**設問:** 下の抜粋本文から「監督を務めるヨナス・ポヘール・ラスムセンは」で始まる段落を選び、主な事実を残したまま箇条書きに書き直してください。

**抜粋本文:**
-----

親友が初めて明かした壮絶な難民の経験。『FLEE』監督はアニメと実写でいかに映画化したのか

『アカデミー賞』で異例の快挙を成し遂げた「アニメーション・ドキュメンタリー」

『FLEE フリー』は何かから逃げ走る(=flee)人々のドローイングアニメーションで幕を開ける。アフガニスタンからの難民であり、現在はデンマークで学者として暮らしている男性が、恒常的に安全に暮らすことのできる「故郷/家」を求めるために、逃れ続けざるを得なかったことを象徴する導入である。

監督を務めるヨナス・ポヘール・ラスムセンは、ラジオのドキュメンタリー番組の取材で培った手法を応用して、中学時代からのその友人──アミン・ナワビという仮名が使われている──の半生をアニメーション化したドキュメンタリーとして映画に収めた。

劇中でアミンのインタビュアーとして現れるラスムセンは金色の髪と髭を生やしているが、このたび、Zoomを介してオンライン取材に応じてくれた彼は、黒い髪と髭を生やした異なる容貌だった。映画のなかの彼は、自由に外見を決めた自身のアバターとして登場していたのである。アニメーションは、変装を可能にするのだ。

『FLEE フリー』は、『アカデミー賞』の新たな歴史をつくった。『第94回アカデミー賞』で長編国際映画賞、長編ドキュメンタリー賞、長編アニメーション賞の3部門に史上初めて同時ノミネートを果たしたのである。

-----

**提供資料:**
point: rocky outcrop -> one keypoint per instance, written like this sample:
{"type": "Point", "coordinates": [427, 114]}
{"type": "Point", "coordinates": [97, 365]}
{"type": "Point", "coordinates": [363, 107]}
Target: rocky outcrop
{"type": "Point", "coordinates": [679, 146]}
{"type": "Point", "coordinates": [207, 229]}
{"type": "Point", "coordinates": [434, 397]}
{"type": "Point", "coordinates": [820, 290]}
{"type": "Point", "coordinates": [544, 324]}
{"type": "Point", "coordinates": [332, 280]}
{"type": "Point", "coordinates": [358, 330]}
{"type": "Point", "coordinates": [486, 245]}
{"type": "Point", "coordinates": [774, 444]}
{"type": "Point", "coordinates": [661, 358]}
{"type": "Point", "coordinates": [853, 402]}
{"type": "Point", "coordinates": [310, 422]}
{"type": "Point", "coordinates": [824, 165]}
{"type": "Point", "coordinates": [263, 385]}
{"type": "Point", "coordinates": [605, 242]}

-----

**解答例:**
- 監督はヨナス・ポヘール・ラスムセンが務めた。
- ラジオのドキュメンタリー番組の取材で培った手法を応用した。
- 中学時代からの友人の半生を、アニメーション化したドキュメンタリーとして映画に収めた。
- その友人にはアミン・ナワビという仮名が使われている。